> RECORDS SUPPLIED
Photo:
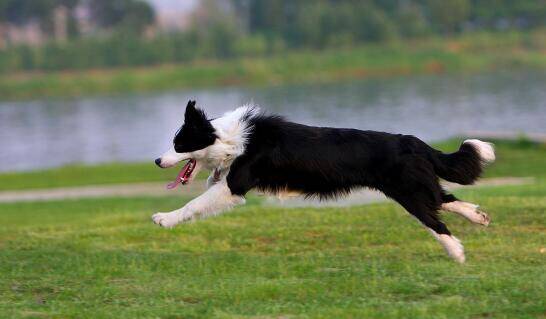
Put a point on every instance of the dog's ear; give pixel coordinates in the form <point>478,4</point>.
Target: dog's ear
<point>194,114</point>
<point>191,111</point>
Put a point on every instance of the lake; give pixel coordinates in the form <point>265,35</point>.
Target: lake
<point>49,133</point>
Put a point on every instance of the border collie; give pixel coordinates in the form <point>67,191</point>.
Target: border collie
<point>247,149</point>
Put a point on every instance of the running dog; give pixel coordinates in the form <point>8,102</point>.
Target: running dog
<point>248,149</point>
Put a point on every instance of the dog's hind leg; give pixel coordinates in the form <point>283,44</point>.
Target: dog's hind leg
<point>430,219</point>
<point>417,189</point>
<point>467,210</point>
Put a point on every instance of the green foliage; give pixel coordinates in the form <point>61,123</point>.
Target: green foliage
<point>466,53</point>
<point>251,28</point>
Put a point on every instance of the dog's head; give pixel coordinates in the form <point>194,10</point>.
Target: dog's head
<point>189,143</point>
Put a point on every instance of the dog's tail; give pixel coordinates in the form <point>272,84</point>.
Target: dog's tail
<point>466,165</point>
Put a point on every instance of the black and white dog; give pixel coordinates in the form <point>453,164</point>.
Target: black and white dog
<point>246,149</point>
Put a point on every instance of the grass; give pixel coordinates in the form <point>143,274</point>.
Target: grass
<point>103,258</point>
<point>468,53</point>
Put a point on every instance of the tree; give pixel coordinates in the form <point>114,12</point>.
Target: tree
<point>447,16</point>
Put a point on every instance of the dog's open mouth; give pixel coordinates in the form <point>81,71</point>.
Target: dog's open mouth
<point>184,175</point>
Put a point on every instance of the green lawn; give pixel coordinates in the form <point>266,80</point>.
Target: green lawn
<point>104,258</point>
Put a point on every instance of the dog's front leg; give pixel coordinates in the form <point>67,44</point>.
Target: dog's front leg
<point>215,200</point>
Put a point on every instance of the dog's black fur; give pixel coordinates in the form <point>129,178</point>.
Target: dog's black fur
<point>328,162</point>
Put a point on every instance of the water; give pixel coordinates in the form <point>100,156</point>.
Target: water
<point>49,133</point>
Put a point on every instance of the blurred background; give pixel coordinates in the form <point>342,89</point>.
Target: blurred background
<point>92,91</point>
<point>95,81</point>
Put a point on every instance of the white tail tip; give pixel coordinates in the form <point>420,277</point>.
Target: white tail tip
<point>484,149</point>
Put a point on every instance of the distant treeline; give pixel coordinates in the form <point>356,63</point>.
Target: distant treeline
<point>233,28</point>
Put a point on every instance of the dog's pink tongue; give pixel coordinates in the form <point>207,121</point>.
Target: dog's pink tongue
<point>183,175</point>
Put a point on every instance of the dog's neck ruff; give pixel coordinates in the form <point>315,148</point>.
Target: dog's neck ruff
<point>232,130</point>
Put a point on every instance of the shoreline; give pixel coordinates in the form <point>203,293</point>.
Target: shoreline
<point>470,53</point>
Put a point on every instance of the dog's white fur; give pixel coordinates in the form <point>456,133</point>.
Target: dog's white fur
<point>485,149</point>
<point>467,210</point>
<point>232,134</point>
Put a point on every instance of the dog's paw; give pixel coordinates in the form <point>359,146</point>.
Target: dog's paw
<point>482,218</point>
<point>167,220</point>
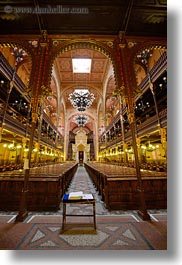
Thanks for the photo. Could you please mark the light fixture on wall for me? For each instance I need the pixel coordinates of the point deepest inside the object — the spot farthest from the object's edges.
(81, 120)
(81, 99)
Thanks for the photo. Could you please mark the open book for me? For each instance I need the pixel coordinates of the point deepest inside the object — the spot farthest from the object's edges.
(79, 195)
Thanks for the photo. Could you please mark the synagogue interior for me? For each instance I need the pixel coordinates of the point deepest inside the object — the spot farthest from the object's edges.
(83, 85)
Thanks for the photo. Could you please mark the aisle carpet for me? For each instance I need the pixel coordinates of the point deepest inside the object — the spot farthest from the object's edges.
(116, 230)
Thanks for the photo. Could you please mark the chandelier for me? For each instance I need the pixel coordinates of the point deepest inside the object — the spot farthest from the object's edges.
(81, 99)
(81, 120)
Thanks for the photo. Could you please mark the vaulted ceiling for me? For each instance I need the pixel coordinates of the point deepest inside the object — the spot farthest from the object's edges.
(135, 17)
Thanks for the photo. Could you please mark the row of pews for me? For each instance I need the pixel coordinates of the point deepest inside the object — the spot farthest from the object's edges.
(118, 186)
(46, 186)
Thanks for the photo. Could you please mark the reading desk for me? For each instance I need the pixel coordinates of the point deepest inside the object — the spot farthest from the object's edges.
(86, 199)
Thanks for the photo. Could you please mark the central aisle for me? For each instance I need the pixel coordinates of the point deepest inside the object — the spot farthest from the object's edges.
(82, 182)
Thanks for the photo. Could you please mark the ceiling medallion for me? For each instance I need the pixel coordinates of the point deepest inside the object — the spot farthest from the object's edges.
(81, 120)
(81, 99)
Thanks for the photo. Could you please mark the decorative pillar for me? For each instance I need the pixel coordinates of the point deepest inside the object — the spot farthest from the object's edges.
(138, 141)
(39, 83)
(19, 56)
(127, 82)
(163, 132)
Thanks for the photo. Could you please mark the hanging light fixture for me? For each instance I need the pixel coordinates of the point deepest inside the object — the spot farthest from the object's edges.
(81, 120)
(81, 99)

> THE EXERCISE
Substitute "image coordinates" for "pixel coordinates" in the material, starting at its beginning and ending at the line containing "<point>466,165</point>", and write out those lines with nothing else changed. Leave the pictures out of the answer.

> ANSWER TO THIS PROBLEM
Photo:
Put a point on every instance of the dog's ear; give image coordinates in the form <point>478,4</point>.
Target: dog's ear
<point>194,114</point>
<point>191,111</point>
Put a point on every instance of the lake; give image coordinates in the form <point>265,35</point>.
Target: lake
<point>49,133</point>
Put a point on every instance of the border collie; give image coordinates in the form <point>67,191</point>.
Target: border collie
<point>247,149</point>
Put a point on every instance of the running dog; give image coordinates in the form <point>8,102</point>.
Target: running dog
<point>248,149</point>
Put a point on every instance of the dog's hind leg; give image coordinates in the form <point>283,44</point>.
Target: dog's hind leg
<point>430,219</point>
<point>417,189</point>
<point>467,210</point>
Put a point on every instance of the green foliage; give image coordinates in the form <point>61,123</point>.
Target: green foliage
<point>466,53</point>
<point>251,28</point>
Put a point on every instance of the dog's head; give image coordinates in the form <point>194,10</point>.
Target: dog's head
<point>189,143</point>
Put a point on every instance of the dog's tail; give image coordinates in the form <point>272,84</point>.
Target: dog's tail
<point>466,165</point>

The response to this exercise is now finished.